Copy the records below exactly, omitting any pictures they contain.

======== Given records ========

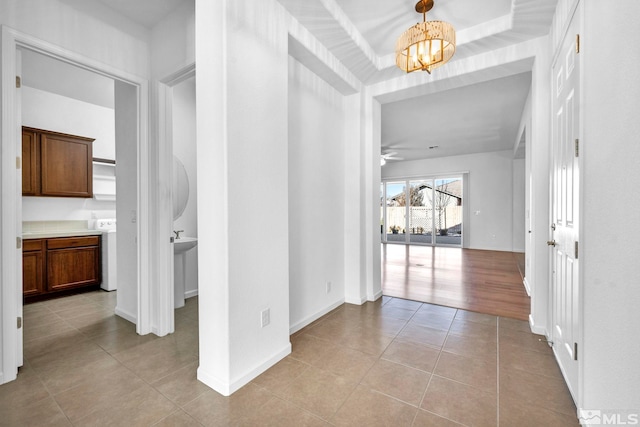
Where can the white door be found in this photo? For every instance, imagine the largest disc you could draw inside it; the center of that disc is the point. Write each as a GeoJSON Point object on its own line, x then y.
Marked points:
{"type": "Point", "coordinates": [18, 113]}
{"type": "Point", "coordinates": [564, 206]}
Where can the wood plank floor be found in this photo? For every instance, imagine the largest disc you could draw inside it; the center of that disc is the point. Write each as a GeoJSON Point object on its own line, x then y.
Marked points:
{"type": "Point", "coordinates": [483, 281]}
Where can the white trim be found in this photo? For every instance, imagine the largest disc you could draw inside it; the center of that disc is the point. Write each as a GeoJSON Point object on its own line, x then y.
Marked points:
{"type": "Point", "coordinates": [376, 296]}
{"type": "Point", "coordinates": [164, 126]}
{"type": "Point", "coordinates": [310, 319]}
{"type": "Point", "coordinates": [9, 223]}
{"type": "Point", "coordinates": [126, 315]}
{"type": "Point", "coordinates": [527, 287]}
{"type": "Point", "coordinates": [11, 280]}
{"type": "Point", "coordinates": [355, 301]}
{"type": "Point", "coordinates": [536, 329]}
{"type": "Point", "coordinates": [226, 389]}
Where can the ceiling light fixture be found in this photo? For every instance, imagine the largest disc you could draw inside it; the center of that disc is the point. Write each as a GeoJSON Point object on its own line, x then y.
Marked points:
{"type": "Point", "coordinates": [426, 45]}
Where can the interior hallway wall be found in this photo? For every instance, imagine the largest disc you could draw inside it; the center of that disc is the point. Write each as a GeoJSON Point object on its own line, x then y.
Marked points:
{"type": "Point", "coordinates": [243, 157]}
{"type": "Point", "coordinates": [316, 195]}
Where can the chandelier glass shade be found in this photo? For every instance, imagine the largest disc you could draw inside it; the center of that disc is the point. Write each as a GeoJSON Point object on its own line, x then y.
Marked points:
{"type": "Point", "coordinates": [426, 45]}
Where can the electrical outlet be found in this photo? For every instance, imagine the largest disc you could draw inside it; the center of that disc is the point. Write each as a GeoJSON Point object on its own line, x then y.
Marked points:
{"type": "Point", "coordinates": [265, 317]}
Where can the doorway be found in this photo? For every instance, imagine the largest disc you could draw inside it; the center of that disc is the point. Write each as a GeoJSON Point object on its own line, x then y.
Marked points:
{"type": "Point", "coordinates": [131, 122]}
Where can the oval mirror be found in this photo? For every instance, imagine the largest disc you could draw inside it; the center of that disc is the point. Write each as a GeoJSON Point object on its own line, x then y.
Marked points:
{"type": "Point", "coordinates": [180, 188]}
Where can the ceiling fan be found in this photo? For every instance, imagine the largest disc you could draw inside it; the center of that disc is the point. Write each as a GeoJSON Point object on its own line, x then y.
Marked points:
{"type": "Point", "coordinates": [388, 156]}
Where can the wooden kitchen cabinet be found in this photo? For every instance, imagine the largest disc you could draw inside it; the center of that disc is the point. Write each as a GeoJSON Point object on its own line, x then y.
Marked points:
{"type": "Point", "coordinates": [73, 262]}
{"type": "Point", "coordinates": [33, 267]}
{"type": "Point", "coordinates": [30, 164]}
{"type": "Point", "coordinates": [56, 164]}
{"type": "Point", "coordinates": [55, 266]}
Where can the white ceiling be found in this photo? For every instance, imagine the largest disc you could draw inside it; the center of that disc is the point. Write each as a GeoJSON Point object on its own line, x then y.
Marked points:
{"type": "Point", "coordinates": [473, 119]}
{"type": "Point", "coordinates": [145, 12]}
{"type": "Point", "coordinates": [481, 114]}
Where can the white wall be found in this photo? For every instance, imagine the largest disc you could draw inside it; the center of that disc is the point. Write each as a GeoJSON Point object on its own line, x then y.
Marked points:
{"type": "Point", "coordinates": [45, 110]}
{"type": "Point", "coordinates": [173, 41]}
{"type": "Point", "coordinates": [127, 200]}
{"type": "Point", "coordinates": [87, 27]}
{"type": "Point", "coordinates": [184, 148]}
{"type": "Point", "coordinates": [316, 196]}
{"type": "Point", "coordinates": [49, 111]}
{"type": "Point", "coordinates": [489, 188]}
{"type": "Point", "coordinates": [242, 156]}
{"type": "Point", "coordinates": [518, 211]}
{"type": "Point", "coordinates": [610, 157]}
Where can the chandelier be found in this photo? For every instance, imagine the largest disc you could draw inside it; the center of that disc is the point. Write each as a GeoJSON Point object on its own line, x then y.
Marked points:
{"type": "Point", "coordinates": [426, 45]}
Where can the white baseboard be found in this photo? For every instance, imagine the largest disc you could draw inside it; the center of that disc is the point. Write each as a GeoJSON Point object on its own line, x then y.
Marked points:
{"type": "Point", "coordinates": [527, 287]}
{"type": "Point", "coordinates": [376, 296]}
{"type": "Point", "coordinates": [310, 319]}
{"type": "Point", "coordinates": [127, 316]}
{"type": "Point", "coordinates": [227, 389]}
{"type": "Point", "coordinates": [536, 329]}
{"type": "Point", "coordinates": [356, 300]}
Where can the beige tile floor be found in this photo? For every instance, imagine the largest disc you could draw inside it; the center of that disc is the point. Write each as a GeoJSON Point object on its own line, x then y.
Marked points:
{"type": "Point", "coordinates": [389, 363]}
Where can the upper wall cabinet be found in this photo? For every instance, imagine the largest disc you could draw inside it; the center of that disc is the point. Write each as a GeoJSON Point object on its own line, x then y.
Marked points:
{"type": "Point", "coordinates": [55, 164]}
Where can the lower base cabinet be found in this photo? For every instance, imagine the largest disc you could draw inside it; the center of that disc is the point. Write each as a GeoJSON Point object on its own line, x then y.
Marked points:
{"type": "Point", "coordinates": [70, 263]}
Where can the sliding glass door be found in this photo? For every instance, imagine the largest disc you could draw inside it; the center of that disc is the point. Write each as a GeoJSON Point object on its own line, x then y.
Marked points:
{"type": "Point", "coordinates": [422, 211]}
{"type": "Point", "coordinates": [396, 218]}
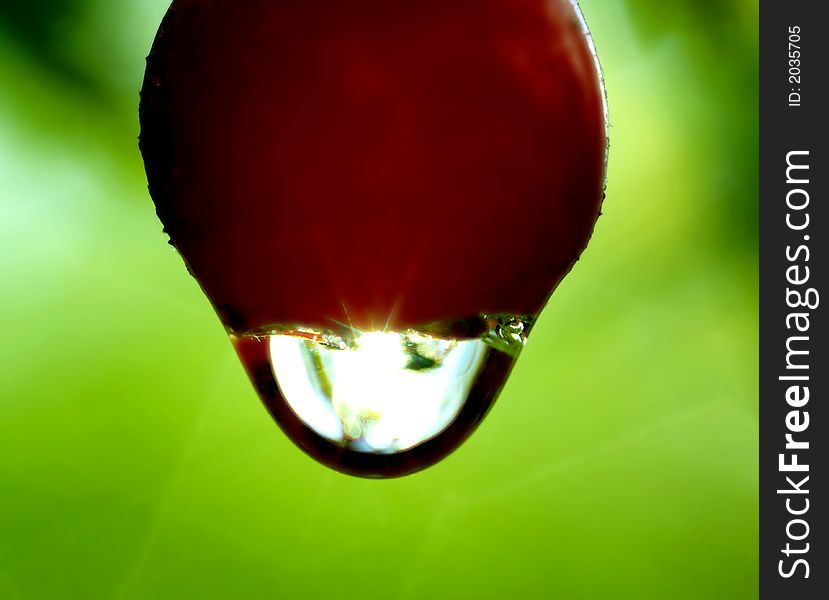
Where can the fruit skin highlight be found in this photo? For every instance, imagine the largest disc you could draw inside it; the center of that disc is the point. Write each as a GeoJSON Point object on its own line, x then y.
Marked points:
{"type": "Point", "coordinates": [382, 163]}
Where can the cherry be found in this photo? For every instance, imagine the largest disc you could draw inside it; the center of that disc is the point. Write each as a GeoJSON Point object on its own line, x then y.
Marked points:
{"type": "Point", "coordinates": [385, 164]}
{"type": "Point", "coordinates": [379, 162]}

========

| Result |
Where can the white door be found in this photo? For every instance, imagine the largest disc you could draw inside it; the center of that disc is the point. Write each as a GeoJSON Point object on its own line, x then y.
Marked points:
{"type": "Point", "coordinates": [18, 113]}
{"type": "Point", "coordinates": [564, 206]}
Where can the wood plank floor be found in this photo? For every instance, imagine the largest disc you could draw inside it; the center of that disc is the point. Write each as a GeoJSON Point object on its own line, x then y.
Marked points:
{"type": "Point", "coordinates": [483, 281]}
Where can the white trim be found in this photo? For every instance, imagine the largest disc you could draw inside it; the center of that disc is the point. Write each as a GeoJSON Point object on its own line, x then y.
Marked points:
{"type": "Point", "coordinates": [376, 296]}
{"type": "Point", "coordinates": [164, 126]}
{"type": "Point", "coordinates": [310, 319]}
{"type": "Point", "coordinates": [9, 223]}
{"type": "Point", "coordinates": [126, 315]}
{"type": "Point", "coordinates": [527, 287]}
{"type": "Point", "coordinates": [11, 280]}
{"type": "Point", "coordinates": [355, 301]}
{"type": "Point", "coordinates": [536, 329]}
{"type": "Point", "coordinates": [226, 389]}
Where can the ceiling light fixture be found in this photo? For every instance, imagine the largest disc you could draw inside it; the center of that disc is the point. Write each as a GeoJSON Point object on its own line, x then y.
Marked points:
{"type": "Point", "coordinates": [426, 45]}
Where can the interior hallway wall be found in this photo? For every instance, imagine the largest disc you could draw inside it; the center of that disc is the point. Write each as a GeoJSON Point object on its own line, x then y.
Marked points:
{"type": "Point", "coordinates": [243, 157]}
{"type": "Point", "coordinates": [316, 195]}
Where can the chandelier glass shade be found in this photo? For every instance, imagine the largest disc you could draw inside it; the center of that disc is the point. Write each as a GeoJSON Point object on its own line, x then y.
Marked points:
{"type": "Point", "coordinates": [426, 45]}
Where can the electrical outlet be found in this photo? For every instance, imagine the largest disc you could draw inside it; the center of that disc is the point. Write each as a GeoJSON Point object on its own line, x then y.
Marked points:
{"type": "Point", "coordinates": [265, 317]}
Where can the doorway be found in this photo? For every instance, imagine the largest disc you could draw inside it; the center of that disc is the point. Write each as a GeoJSON Point object on its own line, x then y.
Marked points:
{"type": "Point", "coordinates": [131, 122]}
Where can the oval mirror be found in this photo? For every instance, imagine the largest disc you could draw inside it; the center of that disc is the point. Write each as a GeoJSON Point object on its own line, x then y.
Marked points:
{"type": "Point", "coordinates": [180, 188]}
Where can the ceiling fan be found in this photo? For every instance, imagine the largest disc you could draw inside it; the center of that disc is the point. Write each as a GeoJSON Point object on its own line, x then y.
Marked points:
{"type": "Point", "coordinates": [388, 156]}
Where can the wooden kitchen cabinet be found in this photo? For every instance, imagine the largest disc you could draw inside it; the center of that disc is the point. Write each as a GeoJSON Point object on its own line, x then y.
Marked points:
{"type": "Point", "coordinates": [73, 262]}
{"type": "Point", "coordinates": [33, 267]}
{"type": "Point", "coordinates": [30, 164]}
{"type": "Point", "coordinates": [56, 164]}
{"type": "Point", "coordinates": [55, 266]}
Where can the white ceiling be found in this photo? For every instance, imagine the largest disc you could draw inside it; the center of that disc is the point. Write each as a GeoJSON Point object on its own line, x then y.
Marked points:
{"type": "Point", "coordinates": [473, 119]}
{"type": "Point", "coordinates": [145, 12]}
{"type": "Point", "coordinates": [481, 114]}
Where can the white wall be found in this photo? For every instance, imagine the largest disc you could draw inside it; the center of that disc is the point. Write each as a GeoJSON Point object on its own line, x then y.
Marked points:
{"type": "Point", "coordinates": [45, 110]}
{"type": "Point", "coordinates": [173, 41]}
{"type": "Point", "coordinates": [127, 200]}
{"type": "Point", "coordinates": [87, 27]}
{"type": "Point", "coordinates": [184, 148]}
{"type": "Point", "coordinates": [316, 196]}
{"type": "Point", "coordinates": [49, 111]}
{"type": "Point", "coordinates": [489, 188]}
{"type": "Point", "coordinates": [242, 156]}
{"type": "Point", "coordinates": [518, 211]}
{"type": "Point", "coordinates": [610, 157]}
Where can the chandelier be found in this photo? For every instance, imagine the largest disc you could draw inside it; the center of that disc is the point. Write each as a GeoJSON Point object on its own line, x then y.
Marked points:
{"type": "Point", "coordinates": [426, 45]}
Where can the white baseboard be found in this photo? For every instance, imagine the largest disc you could draw inside it; the center of that disc is the point. Write each as a GeoJSON Point object on its own line, x then y.
Marked points:
{"type": "Point", "coordinates": [527, 287]}
{"type": "Point", "coordinates": [376, 296]}
{"type": "Point", "coordinates": [310, 319]}
{"type": "Point", "coordinates": [127, 316]}
{"type": "Point", "coordinates": [227, 389]}
{"type": "Point", "coordinates": [536, 329]}
{"type": "Point", "coordinates": [356, 300]}
Where can the beige tile floor be found in this photo? For every instance, imagine the largest disc you could draw inside it; the center of that disc is the point. Write each as a GeoJSON Point object on its own line, x then y.
Marked points:
{"type": "Point", "coordinates": [389, 363]}
Where can the upper wall cabinet be found in this photo? For every instance, imagine the largest disc you could draw inside it; the center of that disc is the point. Write each as a GeoJSON Point object on its own line, x then y.
Marked points:
{"type": "Point", "coordinates": [55, 164]}
Where can the lower base cabinet be found in this photo? For every instance, imagine the largest disc you could draw inside it; the center of that disc is the point. Write each as a GeoJSON Point object on its own line, x then y.
Marked points:
{"type": "Point", "coordinates": [70, 263]}
Where can the sliding glass door be found in this photo? For every instance, imagine the largest disc you could draw inside it; the center of that disc is the point. Write each as a GeoJSON Point object on its own line, x then y.
Marked points:
{"type": "Point", "coordinates": [422, 211]}
{"type": "Point", "coordinates": [396, 218]}
Where can the fruit skin highlight be found in this photo? For every instance, imagine the largest disc you could draw inside it; the center of that disc is the point. Write each as a GeoJSON Point object on its own line, x then y.
Marked points:
{"type": "Point", "coordinates": [382, 163]}
Where can the cherry be found in this photo? For every instance, imagine the largest disc you could draw inside it; the center of that disc is the point. Write each as a GeoJSON Point object on its own line, x then y.
Marked points:
{"type": "Point", "coordinates": [385, 164]}
{"type": "Point", "coordinates": [379, 162]}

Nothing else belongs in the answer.